• Stated goal 1
Arrange everything from the top of the listing down to the line that contains "[220,169,232,189]" as a JSON list of strings, one per line, with blank lines left out.

• Excerpted passage
● ● ● ●

China has successfully launched a prototype of its next-generation spacecraft.
The unmanned craft launched yesterday afternoon from a testing site in Wengchang on the country's southernmost tip. A capsule prototype detached from the rocket eight minutes after take off and was sent into orbit.
The craft used a modified version of China’s most powerful rocket, the Long March 5b, which has a low-Earth orbit payload capacity of 25 tonnes. By comparison, that is about a third of the 63.8 tonnes SpaceX's Falcon Heavy can handle, and a sixth of NASA's Space Launcher System, which can carry 130 tonnes.
But 25 tonnes is enough to hoist a space station module and that's what China wants to do by 2022. In 2011 the US banned China from the ISS due to national security concerns and Beijing has wanted its own space outpost ever since.

● ● ● ●

• Listing

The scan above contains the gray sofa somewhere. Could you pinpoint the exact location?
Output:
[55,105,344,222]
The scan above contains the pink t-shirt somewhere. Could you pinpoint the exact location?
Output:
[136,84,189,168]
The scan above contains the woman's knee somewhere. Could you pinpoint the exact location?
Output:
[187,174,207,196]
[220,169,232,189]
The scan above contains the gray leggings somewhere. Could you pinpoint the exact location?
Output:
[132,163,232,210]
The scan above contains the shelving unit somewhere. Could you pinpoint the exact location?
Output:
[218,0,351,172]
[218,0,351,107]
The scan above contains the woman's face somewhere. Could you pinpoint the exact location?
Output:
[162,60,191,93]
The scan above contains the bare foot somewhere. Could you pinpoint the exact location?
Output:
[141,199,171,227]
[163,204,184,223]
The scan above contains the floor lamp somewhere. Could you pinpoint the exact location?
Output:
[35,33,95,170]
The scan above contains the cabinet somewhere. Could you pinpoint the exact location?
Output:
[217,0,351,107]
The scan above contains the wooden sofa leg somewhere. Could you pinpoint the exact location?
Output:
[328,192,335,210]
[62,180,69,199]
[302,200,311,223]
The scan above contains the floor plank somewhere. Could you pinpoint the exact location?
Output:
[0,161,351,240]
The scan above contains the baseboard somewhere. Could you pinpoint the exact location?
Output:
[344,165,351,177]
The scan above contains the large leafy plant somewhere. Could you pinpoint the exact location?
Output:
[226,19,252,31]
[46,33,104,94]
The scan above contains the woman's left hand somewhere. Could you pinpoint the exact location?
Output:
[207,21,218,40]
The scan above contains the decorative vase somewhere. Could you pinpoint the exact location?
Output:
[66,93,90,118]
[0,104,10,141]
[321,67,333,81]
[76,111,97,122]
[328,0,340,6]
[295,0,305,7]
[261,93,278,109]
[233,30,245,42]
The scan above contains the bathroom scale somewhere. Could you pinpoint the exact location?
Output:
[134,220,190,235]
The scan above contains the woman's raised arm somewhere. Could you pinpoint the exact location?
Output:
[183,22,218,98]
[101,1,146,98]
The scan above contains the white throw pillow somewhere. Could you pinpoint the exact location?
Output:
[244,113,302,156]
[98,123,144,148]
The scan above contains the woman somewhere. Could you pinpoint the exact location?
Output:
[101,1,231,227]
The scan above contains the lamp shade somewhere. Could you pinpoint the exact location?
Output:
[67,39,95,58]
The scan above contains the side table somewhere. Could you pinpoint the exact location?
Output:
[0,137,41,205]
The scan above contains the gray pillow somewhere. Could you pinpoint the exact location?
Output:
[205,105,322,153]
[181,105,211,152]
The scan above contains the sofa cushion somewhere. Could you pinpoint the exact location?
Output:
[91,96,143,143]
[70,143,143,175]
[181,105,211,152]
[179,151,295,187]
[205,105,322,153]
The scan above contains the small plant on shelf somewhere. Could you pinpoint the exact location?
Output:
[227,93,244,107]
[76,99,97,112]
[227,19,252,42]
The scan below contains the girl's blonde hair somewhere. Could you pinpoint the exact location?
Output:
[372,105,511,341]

● ● ● ●

• Stated goal 2
According to the article on China's spacecraft launch, what is the low-Earth orbit payload capacity of the Long March 5b?

• Correct answer 1
[
  "The scan above contains the gray sofa somewhere. Could you pinpoint the exact location?",
  "Output:",
  "[55,105,344,222]",
  "The scan above contains the pink t-shirt somewhere. Could you pinpoint the exact location?",
  "Output:",
  "[136,84,189,168]",
  "The scan above contains the woman's knee somewhere. Could you pinpoint the exact location?",
  "Output:",
  "[187,174,207,196]",
  "[220,169,232,189]"
]

• Correct answer 2
25 tonnes